== Objectif visé ==
Recopiez sans aucune modification chacune des lignes des données ci-dessous, de la première à la dernière.
───── Données à traiter
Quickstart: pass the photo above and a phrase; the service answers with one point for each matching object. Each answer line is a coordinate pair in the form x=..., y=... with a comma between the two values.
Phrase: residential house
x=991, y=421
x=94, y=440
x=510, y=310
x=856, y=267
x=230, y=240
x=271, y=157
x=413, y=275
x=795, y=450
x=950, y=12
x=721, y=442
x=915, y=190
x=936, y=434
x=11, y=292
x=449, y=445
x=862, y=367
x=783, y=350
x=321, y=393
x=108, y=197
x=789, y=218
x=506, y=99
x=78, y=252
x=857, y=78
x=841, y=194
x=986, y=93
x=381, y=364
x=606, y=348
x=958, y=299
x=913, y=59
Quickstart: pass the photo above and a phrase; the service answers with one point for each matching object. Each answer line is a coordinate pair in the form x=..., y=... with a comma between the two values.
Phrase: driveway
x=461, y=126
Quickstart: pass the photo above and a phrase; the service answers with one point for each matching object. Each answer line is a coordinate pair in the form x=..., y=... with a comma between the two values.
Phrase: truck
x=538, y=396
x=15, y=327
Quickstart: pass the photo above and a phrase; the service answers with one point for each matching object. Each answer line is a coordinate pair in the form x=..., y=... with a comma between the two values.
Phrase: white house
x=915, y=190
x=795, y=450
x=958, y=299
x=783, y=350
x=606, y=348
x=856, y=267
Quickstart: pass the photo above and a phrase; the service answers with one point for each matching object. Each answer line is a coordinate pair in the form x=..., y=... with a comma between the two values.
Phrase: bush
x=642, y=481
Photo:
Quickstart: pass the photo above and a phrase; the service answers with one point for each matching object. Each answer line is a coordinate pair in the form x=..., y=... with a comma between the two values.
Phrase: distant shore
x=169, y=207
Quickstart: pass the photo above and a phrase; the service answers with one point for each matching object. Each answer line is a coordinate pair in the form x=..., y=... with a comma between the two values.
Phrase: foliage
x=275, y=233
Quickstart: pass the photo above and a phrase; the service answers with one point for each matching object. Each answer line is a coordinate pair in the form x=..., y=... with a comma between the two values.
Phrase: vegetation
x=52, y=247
──────────
== Réponse rédigée ==
Quickstart: pass the photo above and a phrase; the service answers with one point for each matching object. Each answer line is a coordinate pair in the form x=..., y=... with a comma between the two values.
Phrase: residential house
x=991, y=421
x=94, y=440
x=510, y=310
x=856, y=267
x=230, y=240
x=271, y=157
x=413, y=275
x=795, y=450
x=950, y=12
x=721, y=442
x=915, y=190
x=936, y=434
x=11, y=292
x=449, y=445
x=862, y=367
x=783, y=350
x=321, y=393
x=108, y=197
x=789, y=218
x=506, y=99
x=78, y=252
x=857, y=78
x=841, y=194
x=986, y=93
x=381, y=364
x=606, y=348
x=958, y=299
x=913, y=59
Quickstart: pass the photo above and a phrase; the service answers with one point for each matching object. Each answer line is a coordinate pair in the form x=..., y=... with a comma between the two values.
Phrase: driveway
x=461, y=126
Quickstart: pass the photo above and a phrase; the service answers with one point for each matching object. Each answer line is a coordinate pair in the form x=..., y=... with a comma between the two values.
Phrase: truck
x=538, y=396
x=15, y=327
Quickstart: pass the photo above and a phrase; the service answers with one point for each matching object. Each answer line is a coordinate pair in the form x=..., y=... with a comma between the two values.
Phrase: white house
x=915, y=190
x=795, y=450
x=958, y=299
x=783, y=350
x=606, y=348
x=856, y=267
Quickstart: pass the photo above and a phrase; the service answers with one point for each matching object. Each answer line is a coordinate pair in the form x=..., y=... with a comma between the two values.
Phrase: bush
x=642, y=481
Photo:
Quickstart: pass the photo above and a phrase; the service answers with one point for each matching object. Each answer line is a coordinate pair in the form x=..., y=... with a comma between the two values.
Phrase: distant shore
x=169, y=207
Quickstart: pass the photo above and a phrase; the service answers with one point for each matching object. Each answer line is a coordinate pair in the form x=..., y=... with a comma between the two values.
Phrase: foliage
x=275, y=233
Quickstart: pass the photo above and a phrase; the service answers with one point for each matching object. Each answer line is a coordinate pair in the form x=..., y=... with a comma between the two values.
Phrase: vegetation
x=52, y=247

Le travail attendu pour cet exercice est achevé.